• **Task brief**
Rewrite the material with each "dark gray mat" changed to "charcoal floor mat", keeping all other text the same.
==== Provided material ====
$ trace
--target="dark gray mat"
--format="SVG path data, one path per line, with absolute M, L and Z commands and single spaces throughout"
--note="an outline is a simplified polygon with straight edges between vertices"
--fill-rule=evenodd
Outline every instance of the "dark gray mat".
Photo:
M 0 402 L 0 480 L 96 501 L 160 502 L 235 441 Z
====
• **Reply**
$ trace
--target="charcoal floor mat"
--format="SVG path data, one path per line, with absolute M, L and Z commands and single spaces throughout"
--note="an outline is a simplified polygon with straight edges between vertices"
--fill-rule=evenodd
Outline every instance of the "charcoal floor mat".
Photo:
M 0 402 L 0 480 L 96 501 L 160 502 L 235 441 Z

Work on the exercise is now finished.